## Data section

********

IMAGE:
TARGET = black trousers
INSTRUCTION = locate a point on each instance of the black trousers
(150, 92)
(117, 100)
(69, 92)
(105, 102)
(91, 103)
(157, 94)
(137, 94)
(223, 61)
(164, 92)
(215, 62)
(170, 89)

********

## Set task
Quote the records above word for word, reproducing every line without any change.

## Task response
IMAGE:
TARGET = black trousers
INSTRUCTION = locate a point on each instance of the black trousers
(150, 92)
(117, 100)
(69, 92)
(105, 102)
(91, 103)
(157, 94)
(137, 94)
(223, 61)
(164, 92)
(215, 62)
(170, 89)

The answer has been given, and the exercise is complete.